### Bagian Dokumen ###
Selasa, 11 Juni 2013

Bandung pada Sebuah Pukul 21:14

Kota Bandung setelah hujan pada sebuah pukul 21:14 adalah dingin. Mungkin karena habis hujan, mungkin karena kesendirian, hanya saya yang tahu tapi lebih memilih pura-pura tidak tahu.

Menatap layar laptop yang berpendar putih biru, jadwal pekerjaan yang tidak sesuai dengan jadwal keriaan. Kepala berpikir keras bagaimana caranya membuat semua hal bisa terlihat baik-baik saja. Hidup memang keras dan bila demikian kenapalah saya masih mengeluh virtual semacam ini.
###
Soal Latihan
[A] Ringkaslah teks tentang malam di Bandung di atas dalam dua kalimat.
[B] Ambil dari catatan di bawah setiap baris yang memuat kata "white".
### Catatan Hasil Ekstraksi ###
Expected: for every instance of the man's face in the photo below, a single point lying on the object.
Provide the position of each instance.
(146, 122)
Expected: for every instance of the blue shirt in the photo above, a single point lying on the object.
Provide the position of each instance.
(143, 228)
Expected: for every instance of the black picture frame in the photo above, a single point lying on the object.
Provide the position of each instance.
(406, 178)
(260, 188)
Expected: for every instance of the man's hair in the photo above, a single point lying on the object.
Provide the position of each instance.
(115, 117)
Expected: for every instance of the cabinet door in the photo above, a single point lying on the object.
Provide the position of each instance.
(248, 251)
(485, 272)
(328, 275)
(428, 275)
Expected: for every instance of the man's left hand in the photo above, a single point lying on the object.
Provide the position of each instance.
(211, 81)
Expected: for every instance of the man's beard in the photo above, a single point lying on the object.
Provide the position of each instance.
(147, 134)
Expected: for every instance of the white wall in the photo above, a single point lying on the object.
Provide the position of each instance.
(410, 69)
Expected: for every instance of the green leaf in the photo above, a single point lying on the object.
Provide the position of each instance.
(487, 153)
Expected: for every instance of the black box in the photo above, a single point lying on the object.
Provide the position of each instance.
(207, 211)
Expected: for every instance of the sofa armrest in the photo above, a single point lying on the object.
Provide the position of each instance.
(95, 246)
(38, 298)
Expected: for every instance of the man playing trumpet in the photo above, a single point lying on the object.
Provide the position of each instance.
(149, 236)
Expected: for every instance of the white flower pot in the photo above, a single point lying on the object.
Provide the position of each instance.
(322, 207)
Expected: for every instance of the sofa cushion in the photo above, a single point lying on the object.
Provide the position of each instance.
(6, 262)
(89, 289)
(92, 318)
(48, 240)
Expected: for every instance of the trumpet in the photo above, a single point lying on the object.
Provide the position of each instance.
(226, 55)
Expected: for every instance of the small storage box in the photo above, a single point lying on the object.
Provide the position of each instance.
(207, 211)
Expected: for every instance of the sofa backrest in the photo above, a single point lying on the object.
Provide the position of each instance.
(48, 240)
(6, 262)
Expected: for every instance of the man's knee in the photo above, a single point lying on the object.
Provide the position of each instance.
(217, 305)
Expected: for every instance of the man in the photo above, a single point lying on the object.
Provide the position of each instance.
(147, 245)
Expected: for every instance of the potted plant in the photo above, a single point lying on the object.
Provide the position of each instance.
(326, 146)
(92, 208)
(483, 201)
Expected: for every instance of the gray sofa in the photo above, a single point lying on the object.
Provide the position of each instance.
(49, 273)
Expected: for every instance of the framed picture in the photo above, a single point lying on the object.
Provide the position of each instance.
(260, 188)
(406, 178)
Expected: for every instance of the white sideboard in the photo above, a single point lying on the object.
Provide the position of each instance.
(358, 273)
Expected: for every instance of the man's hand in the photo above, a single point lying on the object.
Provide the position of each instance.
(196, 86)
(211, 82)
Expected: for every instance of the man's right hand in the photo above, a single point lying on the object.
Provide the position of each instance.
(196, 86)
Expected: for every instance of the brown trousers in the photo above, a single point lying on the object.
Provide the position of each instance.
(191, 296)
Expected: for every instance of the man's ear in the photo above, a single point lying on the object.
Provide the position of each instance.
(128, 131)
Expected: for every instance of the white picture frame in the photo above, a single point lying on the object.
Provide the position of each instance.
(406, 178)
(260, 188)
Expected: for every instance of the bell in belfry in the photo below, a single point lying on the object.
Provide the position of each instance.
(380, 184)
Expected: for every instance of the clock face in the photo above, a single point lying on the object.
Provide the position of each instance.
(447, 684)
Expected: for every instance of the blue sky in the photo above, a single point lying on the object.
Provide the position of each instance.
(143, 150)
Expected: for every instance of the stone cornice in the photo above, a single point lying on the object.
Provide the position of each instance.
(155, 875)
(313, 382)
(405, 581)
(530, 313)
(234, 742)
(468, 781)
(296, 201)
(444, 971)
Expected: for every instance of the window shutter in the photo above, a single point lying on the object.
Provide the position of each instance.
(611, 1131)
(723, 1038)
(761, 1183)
###
Pembahasan Jawaban
[A] Kota Bandung setelah hujan pada pukul 21:14 terasa dingin, mungkin karena hujan atau karena kesendirian, dan penulis memilih pura-pura tidak tahu penyebabnya. Sambil menatap layar laptop dan jadwal pekerjaan yang tidak sesuai dengan jadwal keriaan, penulis berpikir keras agar semuanya tampak baik-baik saja serta bertanya mengapa masih mengeluh secara virtual jika hidup memang keras.

[B]
Expected: for every instance of the white wall in the photo above, a single point lying on the object.
Expected: for every instance of the white flower pot in the photo above, a single point lying on the object.
Expected: for every instance of the white sideboard in the photo above, a single point lying on the object.
Expected: for every instance of the white picture frame in the photo above, a single point lying on the object.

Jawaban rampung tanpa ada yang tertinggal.